_GIVEN EXERCISE:_ Pick out each line in the items below that contains the word "mask" and copy those lines.
-------- SOURCE RECORDS
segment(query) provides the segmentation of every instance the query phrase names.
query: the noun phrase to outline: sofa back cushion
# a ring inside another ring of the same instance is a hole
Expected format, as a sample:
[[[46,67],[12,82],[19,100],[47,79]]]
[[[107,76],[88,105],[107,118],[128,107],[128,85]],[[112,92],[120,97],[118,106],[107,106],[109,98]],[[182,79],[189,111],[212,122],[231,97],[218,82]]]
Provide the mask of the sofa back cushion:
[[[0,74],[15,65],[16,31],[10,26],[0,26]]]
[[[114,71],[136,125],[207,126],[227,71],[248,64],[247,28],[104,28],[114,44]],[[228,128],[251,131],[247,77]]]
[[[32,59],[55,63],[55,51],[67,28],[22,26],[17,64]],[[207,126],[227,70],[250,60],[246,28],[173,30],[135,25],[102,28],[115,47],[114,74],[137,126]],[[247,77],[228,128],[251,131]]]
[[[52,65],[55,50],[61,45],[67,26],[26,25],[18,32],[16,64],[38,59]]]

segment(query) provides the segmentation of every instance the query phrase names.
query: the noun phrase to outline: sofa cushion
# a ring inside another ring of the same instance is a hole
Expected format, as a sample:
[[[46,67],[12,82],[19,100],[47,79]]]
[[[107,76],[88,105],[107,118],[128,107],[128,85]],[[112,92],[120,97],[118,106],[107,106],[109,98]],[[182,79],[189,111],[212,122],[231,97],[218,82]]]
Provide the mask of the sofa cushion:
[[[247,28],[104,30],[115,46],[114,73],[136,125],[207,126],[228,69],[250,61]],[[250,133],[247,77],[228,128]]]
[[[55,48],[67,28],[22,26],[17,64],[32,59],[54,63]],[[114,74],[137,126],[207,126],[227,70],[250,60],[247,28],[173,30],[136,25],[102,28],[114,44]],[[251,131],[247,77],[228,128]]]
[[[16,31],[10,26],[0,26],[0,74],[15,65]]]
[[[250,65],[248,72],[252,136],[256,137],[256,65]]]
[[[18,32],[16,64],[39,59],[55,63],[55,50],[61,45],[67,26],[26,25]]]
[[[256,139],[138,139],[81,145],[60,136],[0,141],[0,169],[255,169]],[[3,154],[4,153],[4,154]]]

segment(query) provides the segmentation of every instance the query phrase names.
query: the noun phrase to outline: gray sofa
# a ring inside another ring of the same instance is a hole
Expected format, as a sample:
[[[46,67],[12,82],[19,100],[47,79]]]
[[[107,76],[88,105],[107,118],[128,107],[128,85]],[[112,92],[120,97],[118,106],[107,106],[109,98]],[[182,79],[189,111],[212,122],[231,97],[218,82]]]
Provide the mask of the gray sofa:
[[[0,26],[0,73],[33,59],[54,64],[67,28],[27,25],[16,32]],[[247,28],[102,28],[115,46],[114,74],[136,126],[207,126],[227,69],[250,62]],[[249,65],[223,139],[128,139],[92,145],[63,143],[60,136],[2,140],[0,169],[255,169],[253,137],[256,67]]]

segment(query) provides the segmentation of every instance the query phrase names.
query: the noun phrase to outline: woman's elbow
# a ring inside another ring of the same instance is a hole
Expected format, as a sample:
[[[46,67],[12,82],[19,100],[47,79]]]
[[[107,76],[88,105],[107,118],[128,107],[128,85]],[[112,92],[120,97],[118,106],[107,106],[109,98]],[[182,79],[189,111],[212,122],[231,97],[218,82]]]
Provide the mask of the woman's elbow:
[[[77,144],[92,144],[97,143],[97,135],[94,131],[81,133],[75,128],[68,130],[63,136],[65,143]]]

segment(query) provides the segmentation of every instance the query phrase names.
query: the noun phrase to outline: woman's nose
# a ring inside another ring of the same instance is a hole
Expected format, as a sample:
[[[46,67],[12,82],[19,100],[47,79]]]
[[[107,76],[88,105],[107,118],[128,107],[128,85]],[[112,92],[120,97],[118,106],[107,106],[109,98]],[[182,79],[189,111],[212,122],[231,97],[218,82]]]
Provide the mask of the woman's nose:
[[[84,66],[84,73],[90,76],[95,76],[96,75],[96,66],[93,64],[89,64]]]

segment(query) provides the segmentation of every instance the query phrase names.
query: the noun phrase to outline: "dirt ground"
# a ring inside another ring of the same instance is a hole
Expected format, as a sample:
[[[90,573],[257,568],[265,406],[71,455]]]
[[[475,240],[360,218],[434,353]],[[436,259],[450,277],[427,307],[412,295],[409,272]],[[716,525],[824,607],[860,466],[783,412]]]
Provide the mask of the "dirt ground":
----------------
_CORRECT ANSWER:_
Provide the mask of the sofa back cushion:
Provide the mask of the sofa cushion:
Provide the mask of the gray sofa:
Provide the mask of the woman's elbow:
Provide the mask of the woman's nose:
Provide the mask of the "dirt ground":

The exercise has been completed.